WHAT IS REQUIRED >>
Count the lines in the data below that contain the string "wall", treating case as significant, and give only the number.

Raw records:

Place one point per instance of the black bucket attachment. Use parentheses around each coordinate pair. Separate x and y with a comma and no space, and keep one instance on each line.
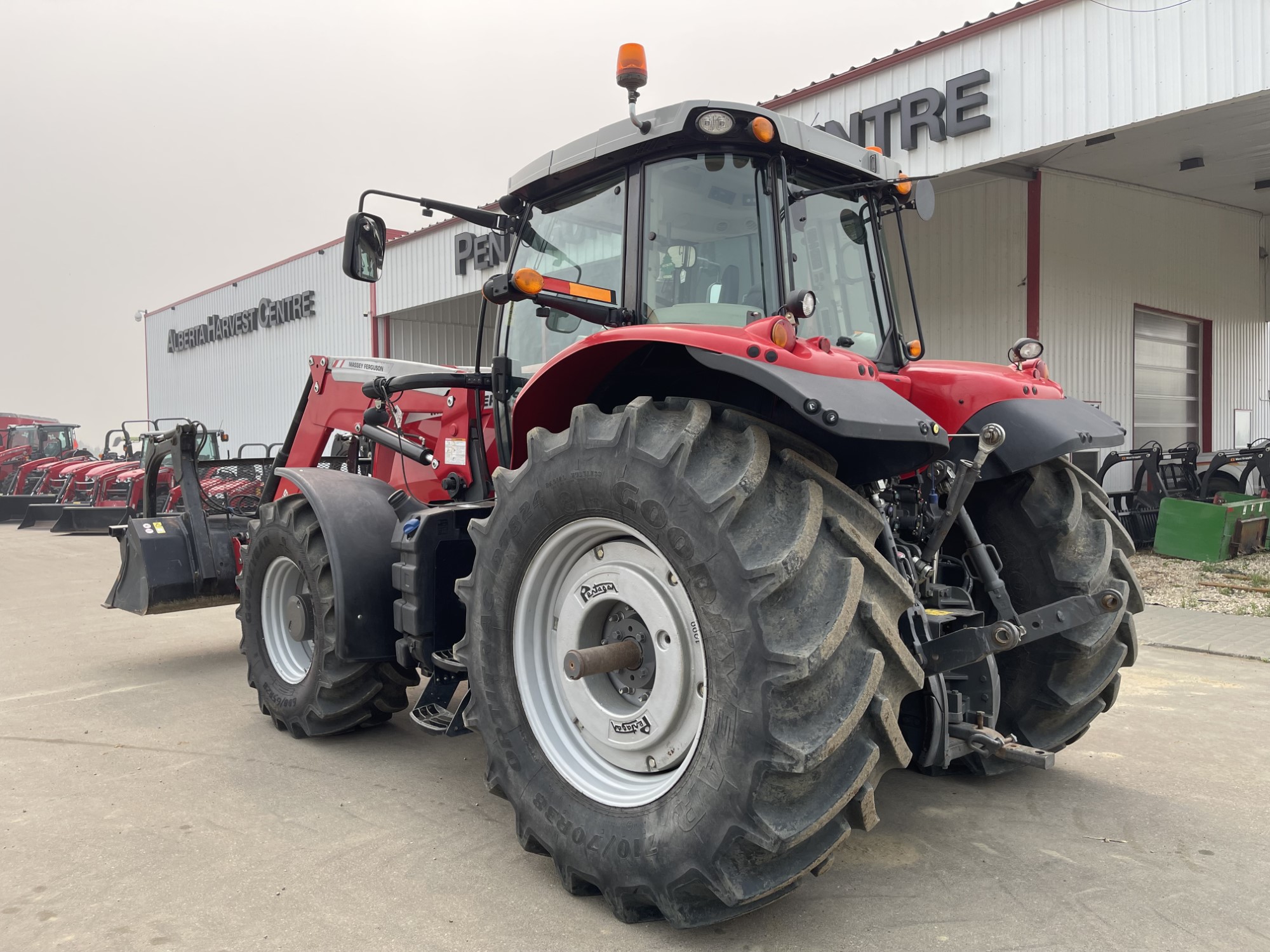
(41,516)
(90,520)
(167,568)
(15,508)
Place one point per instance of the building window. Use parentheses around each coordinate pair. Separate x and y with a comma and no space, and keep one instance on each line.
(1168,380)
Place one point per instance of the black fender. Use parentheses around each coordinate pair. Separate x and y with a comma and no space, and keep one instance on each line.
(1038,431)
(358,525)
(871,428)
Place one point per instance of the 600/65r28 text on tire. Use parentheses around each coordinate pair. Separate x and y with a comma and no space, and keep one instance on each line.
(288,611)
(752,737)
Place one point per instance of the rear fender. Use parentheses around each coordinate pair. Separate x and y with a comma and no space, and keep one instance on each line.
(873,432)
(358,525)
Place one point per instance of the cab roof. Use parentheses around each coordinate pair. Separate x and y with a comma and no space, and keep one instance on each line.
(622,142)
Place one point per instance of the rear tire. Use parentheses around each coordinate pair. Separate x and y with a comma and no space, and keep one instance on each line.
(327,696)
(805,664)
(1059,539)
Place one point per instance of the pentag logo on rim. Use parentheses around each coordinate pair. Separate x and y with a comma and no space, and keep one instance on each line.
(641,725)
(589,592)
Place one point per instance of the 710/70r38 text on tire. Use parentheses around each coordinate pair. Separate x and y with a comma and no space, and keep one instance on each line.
---
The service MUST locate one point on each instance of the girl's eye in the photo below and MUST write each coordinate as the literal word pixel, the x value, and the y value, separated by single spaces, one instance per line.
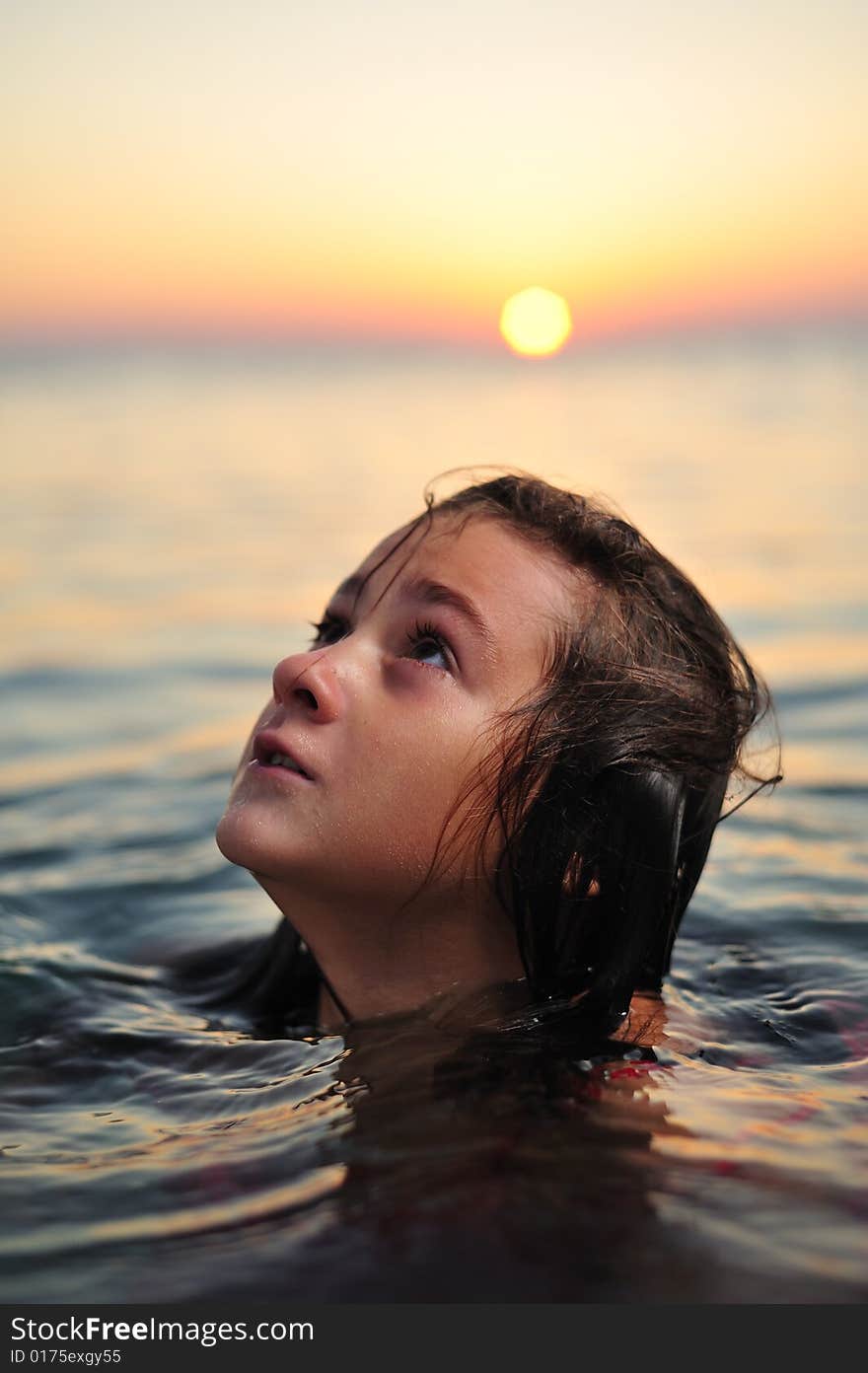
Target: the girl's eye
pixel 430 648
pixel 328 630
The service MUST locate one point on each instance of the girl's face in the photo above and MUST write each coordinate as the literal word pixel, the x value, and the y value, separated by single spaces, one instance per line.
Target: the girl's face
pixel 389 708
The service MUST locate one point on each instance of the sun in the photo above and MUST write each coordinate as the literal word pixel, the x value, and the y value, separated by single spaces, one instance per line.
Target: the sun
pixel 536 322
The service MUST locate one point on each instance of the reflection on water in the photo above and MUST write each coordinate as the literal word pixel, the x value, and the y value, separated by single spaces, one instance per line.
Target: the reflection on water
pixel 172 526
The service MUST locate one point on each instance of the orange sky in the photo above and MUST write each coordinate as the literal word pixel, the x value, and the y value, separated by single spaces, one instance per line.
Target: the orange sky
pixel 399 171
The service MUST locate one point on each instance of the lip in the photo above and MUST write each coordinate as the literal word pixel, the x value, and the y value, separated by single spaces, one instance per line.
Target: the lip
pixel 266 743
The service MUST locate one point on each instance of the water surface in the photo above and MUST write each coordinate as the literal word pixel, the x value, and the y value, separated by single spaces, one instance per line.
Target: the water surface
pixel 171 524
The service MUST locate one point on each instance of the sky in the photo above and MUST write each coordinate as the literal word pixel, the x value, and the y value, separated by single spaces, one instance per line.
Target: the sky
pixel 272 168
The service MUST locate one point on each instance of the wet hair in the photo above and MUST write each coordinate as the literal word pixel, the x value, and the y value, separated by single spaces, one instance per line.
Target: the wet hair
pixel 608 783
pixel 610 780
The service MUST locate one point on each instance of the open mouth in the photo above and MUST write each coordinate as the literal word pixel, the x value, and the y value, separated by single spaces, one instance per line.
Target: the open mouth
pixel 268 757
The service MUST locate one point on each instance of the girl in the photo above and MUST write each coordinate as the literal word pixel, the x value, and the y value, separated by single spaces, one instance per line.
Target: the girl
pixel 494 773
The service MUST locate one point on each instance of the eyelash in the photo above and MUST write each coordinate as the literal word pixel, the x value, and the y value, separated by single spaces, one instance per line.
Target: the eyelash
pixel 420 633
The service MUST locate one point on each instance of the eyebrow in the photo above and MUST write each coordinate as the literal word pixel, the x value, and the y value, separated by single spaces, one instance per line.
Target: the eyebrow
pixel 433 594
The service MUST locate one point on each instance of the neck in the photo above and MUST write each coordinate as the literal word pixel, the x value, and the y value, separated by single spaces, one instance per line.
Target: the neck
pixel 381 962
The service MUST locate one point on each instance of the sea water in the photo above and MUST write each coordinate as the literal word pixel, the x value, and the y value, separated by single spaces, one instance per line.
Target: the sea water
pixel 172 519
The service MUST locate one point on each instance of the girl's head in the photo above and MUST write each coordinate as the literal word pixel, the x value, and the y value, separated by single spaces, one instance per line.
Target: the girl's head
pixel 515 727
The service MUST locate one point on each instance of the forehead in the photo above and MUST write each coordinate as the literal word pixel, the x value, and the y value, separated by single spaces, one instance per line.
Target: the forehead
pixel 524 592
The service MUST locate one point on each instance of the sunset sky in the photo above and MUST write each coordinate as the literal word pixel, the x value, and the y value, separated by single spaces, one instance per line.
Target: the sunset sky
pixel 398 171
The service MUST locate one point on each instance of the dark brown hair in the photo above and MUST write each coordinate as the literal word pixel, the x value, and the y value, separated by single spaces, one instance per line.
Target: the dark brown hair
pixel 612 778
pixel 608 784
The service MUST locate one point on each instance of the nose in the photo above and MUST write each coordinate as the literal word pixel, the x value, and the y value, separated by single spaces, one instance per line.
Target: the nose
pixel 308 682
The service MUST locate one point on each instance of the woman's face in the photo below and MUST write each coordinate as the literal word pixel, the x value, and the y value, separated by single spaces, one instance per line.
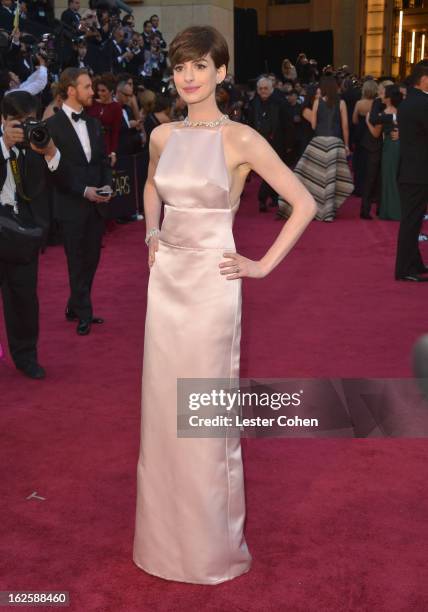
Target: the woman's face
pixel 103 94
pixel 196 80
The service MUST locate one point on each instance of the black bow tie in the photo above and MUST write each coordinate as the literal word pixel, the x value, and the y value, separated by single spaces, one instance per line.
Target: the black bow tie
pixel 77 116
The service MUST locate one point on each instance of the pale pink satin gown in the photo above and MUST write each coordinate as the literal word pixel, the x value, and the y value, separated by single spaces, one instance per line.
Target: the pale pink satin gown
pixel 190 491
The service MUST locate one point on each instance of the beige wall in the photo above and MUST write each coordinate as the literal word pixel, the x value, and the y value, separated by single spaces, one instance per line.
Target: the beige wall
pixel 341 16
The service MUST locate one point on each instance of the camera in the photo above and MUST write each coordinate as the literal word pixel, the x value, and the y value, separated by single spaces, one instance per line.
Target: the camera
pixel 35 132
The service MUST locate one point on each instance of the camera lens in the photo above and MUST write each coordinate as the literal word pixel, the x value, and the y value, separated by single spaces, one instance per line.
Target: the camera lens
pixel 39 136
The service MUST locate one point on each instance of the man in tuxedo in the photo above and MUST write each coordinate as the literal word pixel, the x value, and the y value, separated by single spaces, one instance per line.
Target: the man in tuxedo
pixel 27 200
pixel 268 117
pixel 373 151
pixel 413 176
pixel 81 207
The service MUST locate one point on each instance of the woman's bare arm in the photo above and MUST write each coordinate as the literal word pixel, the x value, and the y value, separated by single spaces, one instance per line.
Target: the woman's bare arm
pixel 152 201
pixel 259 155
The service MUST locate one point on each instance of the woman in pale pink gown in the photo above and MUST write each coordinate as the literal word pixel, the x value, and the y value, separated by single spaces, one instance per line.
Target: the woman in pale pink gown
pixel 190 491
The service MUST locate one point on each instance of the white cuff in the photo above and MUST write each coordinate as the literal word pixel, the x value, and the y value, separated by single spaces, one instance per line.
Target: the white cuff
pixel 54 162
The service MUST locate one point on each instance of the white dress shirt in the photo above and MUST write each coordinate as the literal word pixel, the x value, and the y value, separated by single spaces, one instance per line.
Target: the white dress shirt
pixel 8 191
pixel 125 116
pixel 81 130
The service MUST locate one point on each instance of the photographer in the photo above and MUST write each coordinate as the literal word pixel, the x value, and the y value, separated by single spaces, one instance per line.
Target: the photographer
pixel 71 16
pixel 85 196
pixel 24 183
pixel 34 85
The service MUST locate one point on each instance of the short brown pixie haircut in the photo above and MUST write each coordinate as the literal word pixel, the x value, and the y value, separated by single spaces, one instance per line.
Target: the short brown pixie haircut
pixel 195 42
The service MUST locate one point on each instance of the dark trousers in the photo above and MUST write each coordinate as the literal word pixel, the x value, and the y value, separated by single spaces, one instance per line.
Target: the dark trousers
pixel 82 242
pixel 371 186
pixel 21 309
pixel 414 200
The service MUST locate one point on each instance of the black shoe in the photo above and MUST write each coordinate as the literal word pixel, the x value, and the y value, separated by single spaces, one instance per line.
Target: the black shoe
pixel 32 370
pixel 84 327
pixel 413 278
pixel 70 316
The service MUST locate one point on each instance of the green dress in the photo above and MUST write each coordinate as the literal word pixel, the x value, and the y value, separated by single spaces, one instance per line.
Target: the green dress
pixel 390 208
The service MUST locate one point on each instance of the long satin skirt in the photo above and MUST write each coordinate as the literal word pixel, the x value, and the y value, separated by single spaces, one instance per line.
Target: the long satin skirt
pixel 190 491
...
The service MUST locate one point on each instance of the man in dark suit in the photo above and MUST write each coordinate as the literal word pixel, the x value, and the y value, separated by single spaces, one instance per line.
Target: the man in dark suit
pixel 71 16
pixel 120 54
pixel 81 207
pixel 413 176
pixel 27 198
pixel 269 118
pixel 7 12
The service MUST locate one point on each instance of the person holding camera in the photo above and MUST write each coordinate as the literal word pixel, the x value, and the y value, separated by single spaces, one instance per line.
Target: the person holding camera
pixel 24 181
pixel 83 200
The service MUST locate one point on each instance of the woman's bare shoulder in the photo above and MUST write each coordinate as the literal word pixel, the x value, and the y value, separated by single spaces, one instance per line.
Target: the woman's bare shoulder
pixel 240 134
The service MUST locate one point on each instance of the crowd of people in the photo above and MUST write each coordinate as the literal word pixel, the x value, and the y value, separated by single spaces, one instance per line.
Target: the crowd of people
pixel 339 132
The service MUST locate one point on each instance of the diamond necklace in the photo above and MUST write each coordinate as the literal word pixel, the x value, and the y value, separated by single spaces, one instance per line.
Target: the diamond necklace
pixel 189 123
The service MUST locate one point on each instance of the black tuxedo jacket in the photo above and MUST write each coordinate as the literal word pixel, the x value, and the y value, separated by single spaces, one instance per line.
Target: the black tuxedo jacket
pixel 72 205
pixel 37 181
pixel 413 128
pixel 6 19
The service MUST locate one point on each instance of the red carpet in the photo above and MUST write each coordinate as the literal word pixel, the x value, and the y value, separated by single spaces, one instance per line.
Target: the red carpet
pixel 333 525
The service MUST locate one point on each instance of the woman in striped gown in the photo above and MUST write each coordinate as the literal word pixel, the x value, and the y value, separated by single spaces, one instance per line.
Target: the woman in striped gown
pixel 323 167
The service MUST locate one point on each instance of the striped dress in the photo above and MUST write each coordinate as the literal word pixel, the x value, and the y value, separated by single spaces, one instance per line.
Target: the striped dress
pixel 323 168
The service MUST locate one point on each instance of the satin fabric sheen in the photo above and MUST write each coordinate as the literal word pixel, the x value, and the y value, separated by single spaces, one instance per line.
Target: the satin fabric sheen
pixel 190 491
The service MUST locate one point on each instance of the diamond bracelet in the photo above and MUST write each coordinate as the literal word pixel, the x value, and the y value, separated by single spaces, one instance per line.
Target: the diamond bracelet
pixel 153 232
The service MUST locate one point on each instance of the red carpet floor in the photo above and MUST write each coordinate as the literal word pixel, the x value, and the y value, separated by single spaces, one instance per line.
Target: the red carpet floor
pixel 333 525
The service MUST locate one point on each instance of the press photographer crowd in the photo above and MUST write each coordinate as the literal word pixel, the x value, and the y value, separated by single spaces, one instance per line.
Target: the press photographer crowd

ANSWER TO THIS EXERCISE >>
2